------ Supplied data

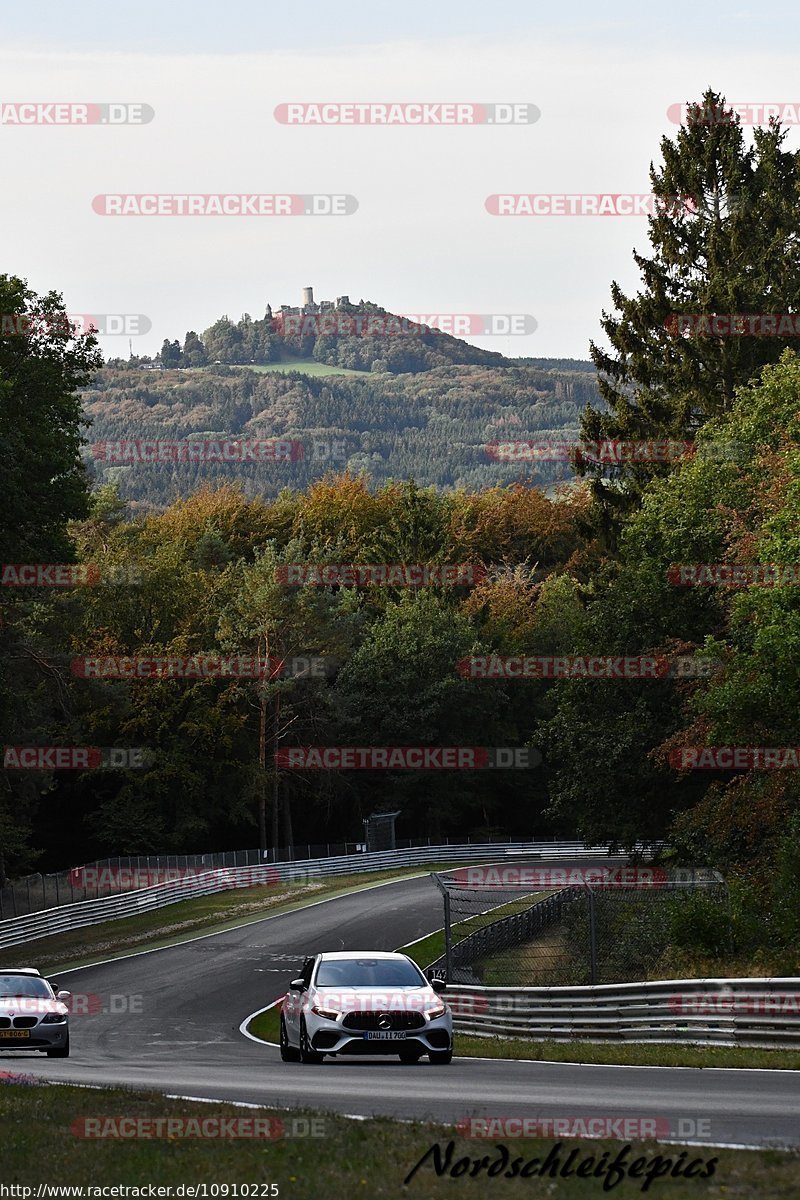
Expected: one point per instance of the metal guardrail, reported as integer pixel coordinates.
(107, 876)
(90, 912)
(703, 1012)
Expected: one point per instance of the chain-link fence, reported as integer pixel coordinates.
(503, 929)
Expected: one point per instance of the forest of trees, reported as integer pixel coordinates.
(588, 570)
(264, 340)
(433, 425)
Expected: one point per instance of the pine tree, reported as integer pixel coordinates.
(725, 240)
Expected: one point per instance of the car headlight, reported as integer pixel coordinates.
(330, 1014)
(437, 1011)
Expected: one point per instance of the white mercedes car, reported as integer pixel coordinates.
(32, 1013)
(353, 1003)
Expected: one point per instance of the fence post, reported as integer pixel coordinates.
(593, 937)
(447, 940)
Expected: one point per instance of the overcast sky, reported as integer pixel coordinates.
(421, 240)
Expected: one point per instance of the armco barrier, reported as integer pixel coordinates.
(91, 912)
(703, 1012)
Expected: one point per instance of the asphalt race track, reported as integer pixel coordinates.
(191, 999)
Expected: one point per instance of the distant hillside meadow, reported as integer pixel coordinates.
(426, 406)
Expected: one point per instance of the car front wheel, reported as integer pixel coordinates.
(60, 1051)
(306, 1053)
(288, 1053)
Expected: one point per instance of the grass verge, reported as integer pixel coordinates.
(266, 1026)
(200, 915)
(346, 1159)
(305, 366)
(627, 1055)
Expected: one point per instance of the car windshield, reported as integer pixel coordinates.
(24, 985)
(368, 973)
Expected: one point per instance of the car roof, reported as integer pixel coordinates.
(361, 954)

------------

• **Work required**
Convert every line of the items above into a JSON list of strings, one string per line, with blank lines left out. Leave the pictures out of the list.

• **Finished answer**
[
  "Expected: one point per instance of the metal guardrail, reported as integer pixel coordinates.",
  "(107, 876)",
  "(90, 912)",
  "(703, 1012)",
  "Expected: one point per instance of the chain-link fence, reported as integer pixel coordinates.",
  "(503, 929)",
  "Expected: one point per instance of the forest of trees, reported as integer pixel coordinates.",
  "(588, 570)",
  "(264, 340)",
  "(433, 425)",
  "Expected: one point per instance of the pine tree, reported as integer pixel coordinates.",
  "(725, 240)",
  "Expected: one point per instance of the car headlight, reported as integer pixel coordinates.",
  "(330, 1014)",
  "(437, 1011)",
  "Expected: one point per instance of the white mercedes car, reported as integer pixel coordinates.",
  "(32, 1013)",
  "(353, 1003)",
  "Expected: one point per instance of the fence post, reported as integer pixel coordinates.",
  "(593, 937)",
  "(447, 940)",
  "Expected: one point per instance of the overcast sky, reported as integer pixel coordinates.",
  "(421, 240)",
  "Expected: one point per instance of the armco barrier, reported as integer pixel coordinates.",
  "(91, 912)",
  "(703, 1012)",
  "Expected: one point per instance of the asphalt race track, reported as integer pixel coordinates.",
  "(191, 999)",
  "Expected: one point per instance of the distant hillside meadow, reported as integer pixel coordinates.",
  "(426, 406)",
  "Expected: one point per instance of the car front wheel, reported as integer pixel coordinates.",
  "(60, 1051)",
  "(306, 1053)",
  "(288, 1053)",
  "Expected: one point per instance of the grass verge, reported as integer pixel coordinates.",
  "(266, 1026)",
  "(200, 915)",
  "(346, 1159)",
  "(305, 366)",
  "(627, 1055)",
  "Expected: one point per instance of the car windshield, reported as integer pixel coordinates.",
  "(24, 985)",
  "(368, 973)",
  "Expected: one point per instance of the car roof, reported as integer pixel coordinates.",
  "(361, 954)"
]